Items from a dataset:
***

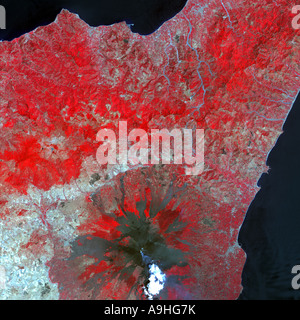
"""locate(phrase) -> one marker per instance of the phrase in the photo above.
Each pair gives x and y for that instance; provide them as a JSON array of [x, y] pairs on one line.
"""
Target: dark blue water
[[270, 234], [143, 16]]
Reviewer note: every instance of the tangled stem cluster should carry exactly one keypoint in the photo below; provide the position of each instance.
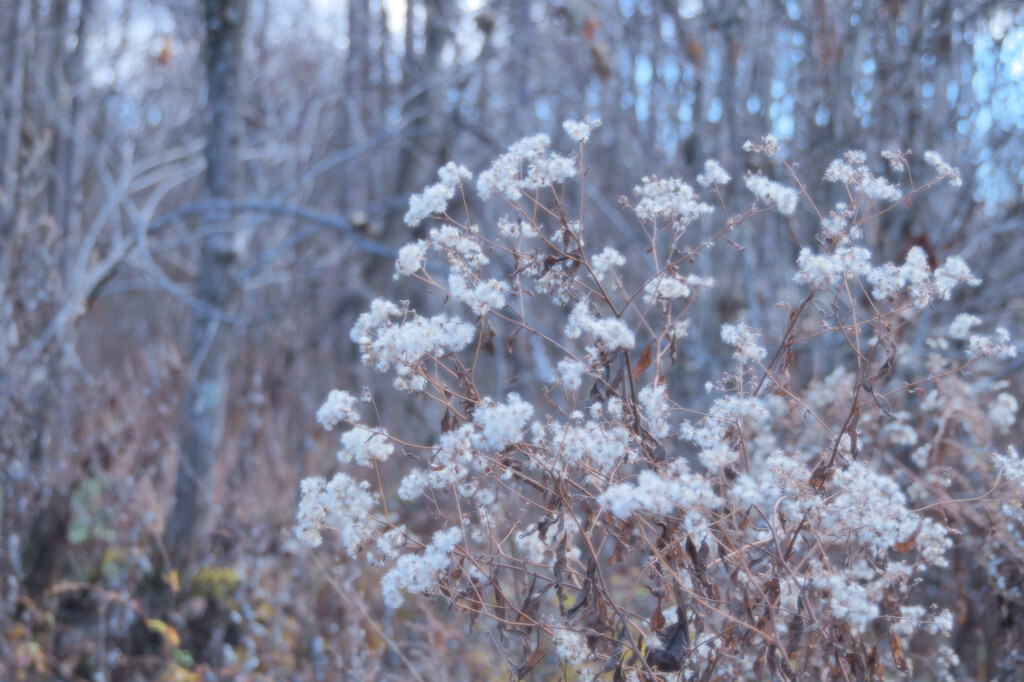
(788, 529)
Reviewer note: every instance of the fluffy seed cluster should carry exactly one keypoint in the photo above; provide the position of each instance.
(670, 200)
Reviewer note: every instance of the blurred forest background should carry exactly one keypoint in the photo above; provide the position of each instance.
(197, 199)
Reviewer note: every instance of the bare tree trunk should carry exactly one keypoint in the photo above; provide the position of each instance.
(14, 94)
(205, 403)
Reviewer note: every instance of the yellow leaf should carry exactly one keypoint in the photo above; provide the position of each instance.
(169, 634)
(173, 581)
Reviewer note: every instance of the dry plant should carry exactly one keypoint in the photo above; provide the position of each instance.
(799, 527)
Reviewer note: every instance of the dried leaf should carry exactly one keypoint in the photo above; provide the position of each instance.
(857, 667)
(897, 647)
(905, 547)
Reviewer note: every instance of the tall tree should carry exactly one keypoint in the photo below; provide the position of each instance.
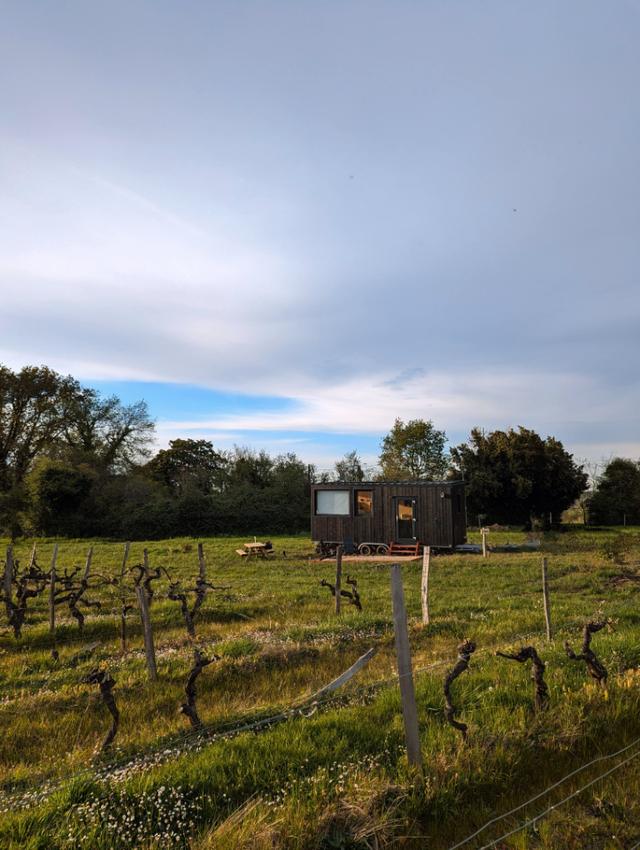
(188, 465)
(34, 406)
(349, 468)
(413, 451)
(516, 476)
(616, 498)
(105, 433)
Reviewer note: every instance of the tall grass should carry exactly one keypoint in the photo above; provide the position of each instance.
(337, 778)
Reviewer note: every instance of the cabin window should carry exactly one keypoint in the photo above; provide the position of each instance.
(364, 502)
(332, 503)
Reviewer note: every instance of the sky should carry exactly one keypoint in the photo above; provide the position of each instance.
(285, 224)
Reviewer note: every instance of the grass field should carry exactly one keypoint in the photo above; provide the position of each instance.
(334, 776)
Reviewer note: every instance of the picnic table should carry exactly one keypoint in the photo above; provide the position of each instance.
(255, 550)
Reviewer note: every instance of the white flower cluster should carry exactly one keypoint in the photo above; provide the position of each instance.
(164, 816)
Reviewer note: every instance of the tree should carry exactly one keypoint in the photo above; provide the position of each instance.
(34, 404)
(517, 477)
(188, 464)
(413, 451)
(249, 467)
(616, 497)
(105, 433)
(349, 468)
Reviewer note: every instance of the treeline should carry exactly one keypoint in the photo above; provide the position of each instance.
(74, 463)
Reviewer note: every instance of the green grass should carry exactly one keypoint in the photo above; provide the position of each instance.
(337, 778)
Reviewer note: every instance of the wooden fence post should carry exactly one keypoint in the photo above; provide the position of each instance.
(7, 583)
(424, 588)
(201, 562)
(87, 565)
(52, 591)
(149, 649)
(405, 674)
(123, 599)
(545, 596)
(338, 577)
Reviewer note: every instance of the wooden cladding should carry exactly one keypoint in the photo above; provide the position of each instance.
(376, 512)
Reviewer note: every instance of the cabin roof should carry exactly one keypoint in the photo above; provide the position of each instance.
(405, 483)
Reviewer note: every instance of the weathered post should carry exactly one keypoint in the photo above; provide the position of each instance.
(52, 591)
(424, 589)
(8, 577)
(405, 674)
(338, 577)
(545, 597)
(87, 565)
(201, 562)
(149, 649)
(123, 599)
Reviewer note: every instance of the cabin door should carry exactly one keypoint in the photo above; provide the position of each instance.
(405, 512)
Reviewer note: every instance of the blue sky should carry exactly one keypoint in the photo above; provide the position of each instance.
(286, 223)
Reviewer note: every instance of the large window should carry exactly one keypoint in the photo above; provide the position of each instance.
(364, 502)
(332, 502)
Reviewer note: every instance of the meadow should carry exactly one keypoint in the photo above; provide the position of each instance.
(334, 775)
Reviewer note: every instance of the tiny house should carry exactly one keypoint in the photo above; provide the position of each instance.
(374, 515)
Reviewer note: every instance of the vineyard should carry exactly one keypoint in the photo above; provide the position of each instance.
(232, 741)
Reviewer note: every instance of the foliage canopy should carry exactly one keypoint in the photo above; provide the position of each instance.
(517, 477)
(414, 450)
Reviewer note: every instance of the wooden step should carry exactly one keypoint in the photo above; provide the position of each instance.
(404, 549)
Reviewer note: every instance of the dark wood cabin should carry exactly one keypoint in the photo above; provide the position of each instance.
(430, 513)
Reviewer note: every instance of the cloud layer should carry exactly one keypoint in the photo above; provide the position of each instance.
(374, 210)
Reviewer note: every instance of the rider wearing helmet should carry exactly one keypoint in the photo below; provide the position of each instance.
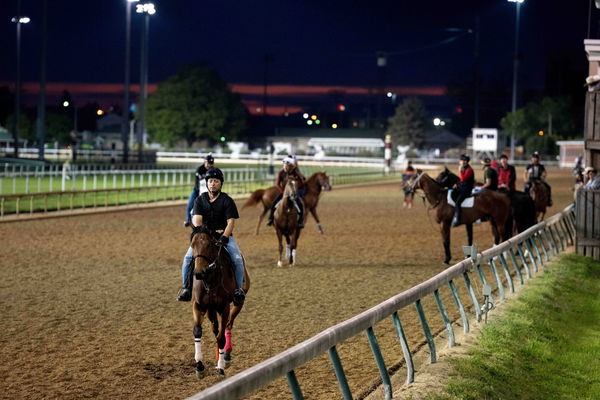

***

— About this task —
Each record has to be set down verbatim, and the pictures must not appear in the copy.

— Solution for this problem —
"""locate(phrase) -> one marker per instance of the phrase in the photo above.
Each pair gives x and y for that instance; provide them as a JSON array of [x, y] pairs on one line.
"""
Target: dark blue water
[[270, 234], [143, 16]]
Reviewer note: every instance of the tangled stem cluster should carry exactly one keypoint in the photo below; provide the position of each instance.
(788, 529)
Reviewer note: every instance of the fluffy seed cluster should carry exactly one keypoint in the photo above; provide the position of each instance.
(670, 200)
Reviewer note: every instance of the blurred forest background should carry exactly one keypoint in the photo above; provide the position of each instance.
(197, 199)
Reviewer note: every instance of the bare tree trunk should carry exactly one keypoint in the photo above; provide the position of each instance.
(14, 94)
(205, 403)
Reviewer note: every instance of the yellow leaf should carry exactly one keypoint in the photo above; provide the position of each instance.
(169, 634)
(173, 581)
Reviewer note: every instance of the dry plant should carry exactly one keypoint in the photo above; provide the position of each instance.
(799, 527)
Reviewer note: every instance of the dried leaf should carry exactly one keypoint in the photo above; provide the position of each instance.
(857, 667)
(897, 647)
(905, 547)
Reviewer note: every instance of the tall tree should carry exactly one keypoint in the photo below; provide the position of each instance.
(188, 465)
(34, 406)
(349, 468)
(413, 451)
(516, 476)
(616, 498)
(105, 433)
Reviewer note: every instance of the tall grass should carry exactly one keypoint in the photo above; provide the position of each instance.
(337, 778)
Reviewer note: every instance of the cabin window should carry exactly one keypoint in the photo above; provide the position of each instance.
(364, 502)
(332, 503)
Reviewer note: every instance of the sky should carry exactly one keypoint in the photo above; provide the position of each instance.
(285, 224)
Reviewer note: every instance of the grass field should carry exactly one keypoint in the photo above; provide the position of each instance.
(334, 776)
Reviewer note: every instance of the picnic table should carry exactly one keypoint in the photo above; provide the position of each instance.
(255, 550)
Reviewer note: every instance of the white flower cluster should carry exactly one keypoint in the photo above; provide the position of each instance.
(164, 816)
Reviewer note: every instance of the tree should carry exactly one keypoint in the photo above; provide the position of each instance.
(34, 404)
(517, 477)
(188, 464)
(413, 451)
(249, 467)
(616, 497)
(105, 433)
(349, 468)
Reviewer note: every instance of the treeline should carry exactly one keypoint in the photo above; provide the position of each instance.
(74, 463)
Reviewer note: every instance of the green grass should carry exactly one keypoint in the photo above; provide the position of each instance.
(337, 778)
Reviewer note: every instance of the wooden fence post should carry exactly one keypoint in the photo above; provide the position of each instance.
(7, 583)
(424, 588)
(201, 562)
(87, 565)
(52, 591)
(149, 649)
(405, 674)
(123, 599)
(545, 596)
(338, 577)
Reviewer note: every instance of the wooden cladding should carry exactly one keypoint in the photo above; provide the position of each instance.
(376, 512)
Reviewer note: every instance of the cabin roof should carry exactly one keypoint in the photo above; provide the position of each instance.
(405, 483)
Reviewer note: every instance of the weathered post should carry exactly one keypoint in the photo above; provide the position of each instance.
(52, 591)
(424, 589)
(8, 577)
(405, 674)
(338, 577)
(545, 597)
(87, 565)
(201, 562)
(149, 649)
(123, 599)
Reviewer note: every instance of the cabin door should carry exactly one keypoint in the photo above; provide the position of each instance.
(405, 512)
Reviewer note: every instance of the blue sky should carry exactly one keypoint in the photo above; provide the position of each instance.
(286, 223)
Reviewer note: every instance of the large window should carry exactly one keypoint in the photo above; provide the position of each instance.
(364, 502)
(332, 502)
Reviewer note: every instance of the meadow should carry exactly one keypoint in the photo above; provide the position of each instance.
(334, 775)
Reviewer note: every instance of the tiny house should carry exactly one keypoint in the photo above; provide the position of each instance.
(374, 515)
Reviewer note: every instance of the vineyard should carry exactly one keypoint in the photo above; provide the position of each instance.
(232, 741)
Reviewer note: every instance of the foliage canopy should carry exactly one keypoint in the photo above; provide the position of each instance.
(517, 477)
(414, 450)
Reviewer note: every instance of the wooden step should carry exactly one keypoint in the photo above; provide the position of each instance.
(404, 549)
Reviewer note: every instance of the dark wood cabin should carry exactly one keypoint in the photo above; provide the position of each instance.
(430, 513)
Reviewer note: every instance of the cloud layer should carry exactly one keypoint in the photo above; provide the position of each instance.
(374, 210)
Reviewer note: every instance of the rider wearing helmet should carry exactly one keypoint in the photo below; provide the position of each instance.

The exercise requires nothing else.